» WHAT IS REQUIRED
Copy the data below line for line, changing nothing.

» RECORDS FOR THE TASK
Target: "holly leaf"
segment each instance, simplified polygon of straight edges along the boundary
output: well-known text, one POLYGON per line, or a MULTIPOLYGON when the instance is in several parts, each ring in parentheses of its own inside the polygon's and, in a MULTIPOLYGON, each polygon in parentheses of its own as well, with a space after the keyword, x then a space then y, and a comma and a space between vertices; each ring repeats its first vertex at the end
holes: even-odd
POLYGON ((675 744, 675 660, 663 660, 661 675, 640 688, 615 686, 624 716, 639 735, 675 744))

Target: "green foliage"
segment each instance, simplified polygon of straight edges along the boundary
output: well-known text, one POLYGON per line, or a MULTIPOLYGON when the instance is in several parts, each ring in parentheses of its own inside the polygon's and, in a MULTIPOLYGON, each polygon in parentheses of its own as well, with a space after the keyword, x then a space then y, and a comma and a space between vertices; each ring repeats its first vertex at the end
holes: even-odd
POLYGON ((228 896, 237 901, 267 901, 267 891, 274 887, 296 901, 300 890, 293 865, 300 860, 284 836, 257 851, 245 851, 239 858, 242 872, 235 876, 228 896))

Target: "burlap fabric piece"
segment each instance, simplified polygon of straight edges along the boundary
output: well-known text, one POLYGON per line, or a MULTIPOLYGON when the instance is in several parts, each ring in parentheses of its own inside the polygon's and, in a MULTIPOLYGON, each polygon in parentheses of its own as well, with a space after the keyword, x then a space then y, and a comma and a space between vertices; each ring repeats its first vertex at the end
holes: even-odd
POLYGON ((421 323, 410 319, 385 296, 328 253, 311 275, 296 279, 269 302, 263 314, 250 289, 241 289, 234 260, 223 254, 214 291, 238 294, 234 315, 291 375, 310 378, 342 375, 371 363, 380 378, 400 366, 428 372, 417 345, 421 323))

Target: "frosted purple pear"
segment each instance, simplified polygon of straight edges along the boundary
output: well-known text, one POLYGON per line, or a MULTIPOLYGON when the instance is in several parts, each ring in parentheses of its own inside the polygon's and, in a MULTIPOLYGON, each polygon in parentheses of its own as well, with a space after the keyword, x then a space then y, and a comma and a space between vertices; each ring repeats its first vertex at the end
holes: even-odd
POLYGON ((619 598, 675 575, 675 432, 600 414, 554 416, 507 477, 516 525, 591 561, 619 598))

» RESULT OF THIS EXERCISE
Target: "holly leaf"
segment each instance, simplified polygon of straight edges along the boundary
output: well-known text, one POLYGON per line, or a MULTIPOLYGON when the instance is in several parts, each ring in parentheses of its own inside the polygon's and, in a MULTIPOLYGON, each polygon in parentheses of its own as well, with a space after the keyword, x then a space then y, and a comma and a space between vertices; each ring repeats its first vertex at the end
holes: even-odd
POLYGON ((675 744, 675 660, 663 660, 661 675, 640 688, 615 686, 624 716, 639 735, 675 744))

Target: "green foliage"
segment each instance, simplified polygon of straight edges along the boundary
output: well-known text, one POLYGON per line, or a MULTIPOLYGON when the instance is in several parts, each ring in parentheses of its own inside the polygon's and, in a MULTIPOLYGON, each polygon in parentheses of its own as well, with a space after the keyword, x then a space then y, and a comma and a space between vertices; each ring repeats its first vertex at the end
holes: even-odd
POLYGON ((228 896, 237 901, 267 901, 267 891, 274 887, 296 901, 300 890, 293 865, 300 860, 284 836, 257 851, 245 851, 239 858, 242 872, 235 876, 228 896))

Target: "burlap fabric piece"
segment each instance, simplified polygon of straight edges along the boundary
output: well-known text, one POLYGON per line, or a MULTIPOLYGON when the instance is in several parts, each ring in parentheses of its own inside the polygon's and, in a MULTIPOLYGON, each polygon in parentheses of its own as well, with a space after the keyword, x then a space then y, and a comma and a space between vertices; each ring repeats its first vertex at the end
holes: even-odd
POLYGON ((421 323, 410 319, 385 296, 328 253, 311 275, 296 279, 269 302, 263 314, 250 289, 241 289, 234 260, 223 254, 214 291, 238 294, 234 315, 291 375, 310 378, 342 375, 371 363, 380 378, 400 366, 428 372, 417 345, 421 323))

Target: "frosted purple pear"
segment each instance, simplified polygon of straight edges along the boundary
output: well-known text, one POLYGON per line, or a MULTIPOLYGON when the instance is in several parts, each ring in parentheses of its own inside the polygon's and, in a MULTIPOLYGON, each polygon in parentheses of its own as well, with a space after the keyword, x then a space then y, and a comma and a space between vertices; each ring repeats its first vertex at the end
holes: even-odd
POLYGON ((619 598, 675 575, 675 432, 600 414, 554 416, 507 477, 516 525, 591 561, 619 598))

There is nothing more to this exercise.